**What needs to be done**
Decide whether each statement below agrees with the adoption account, answering yes or no and quoting the exact words of the account that settle it. (a) The oldest half sister found by the investigator is 62. (b) The narrator has kept in touch with the half brother serving a life sentence. (c) The birth mother's memorial took place in Missouri.

I knew I was different from the age of 5, I was given a book called "Why Was I Adopted", it's a kiddo book. I read it and yeah that aint the way it goes sometimes with things.

Anywho I turned 18 and my adoptive family hired a PI to find out any more information they could about my Bio family. They only had 2 names and the first information that popped up was my oldest half sister, who is now 62. I called and we talked, met up once and then lost touch due to her addiction problems. I also further learned that I have a half brother in prison for life, for the murder of his paternal grandmother, I went to see him in prison, he had no idea about me but haven't spoken to him since, he is a Lifer. I also have 2 more half sisters before me, different fathers as well, we no longer speak to each other, we talk about each other actually and yes it is very drama filled, will explain more later. Then I have 3 more younger half sisters below me, met them as well, I only speak to 2 of them currently, was also told that my birth mother lost a set of twins as well. So in all there were 10 of us by my birth mother.

Mother passed last year in March, I went to her memorial in Missouri, I met her once before at my nephews funeral in 2014. I never got an apology or heard the truth from her mouth as to how I became on this earth, why she truly gave me up and who my birth father truly is or any other information to help with my search for him. I forgave her and made amends with her at the funeral home, before they wheeled her out to be cremated.

**Dataset entries**
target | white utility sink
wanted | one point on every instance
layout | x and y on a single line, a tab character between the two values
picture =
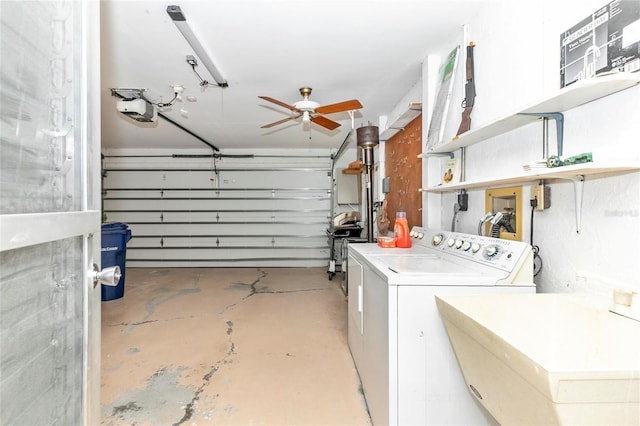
542	359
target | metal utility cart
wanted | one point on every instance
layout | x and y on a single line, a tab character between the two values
343	226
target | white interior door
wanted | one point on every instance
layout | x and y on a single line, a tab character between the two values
49	212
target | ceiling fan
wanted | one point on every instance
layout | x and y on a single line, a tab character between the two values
311	111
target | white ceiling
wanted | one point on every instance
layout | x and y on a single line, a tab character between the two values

**Solution to this task**
(a) Yes: "my oldest half sister, who is now 62"
(b) No: "haven't spoken to him since"
(c) Yes: "I went to her memorial in Missouri"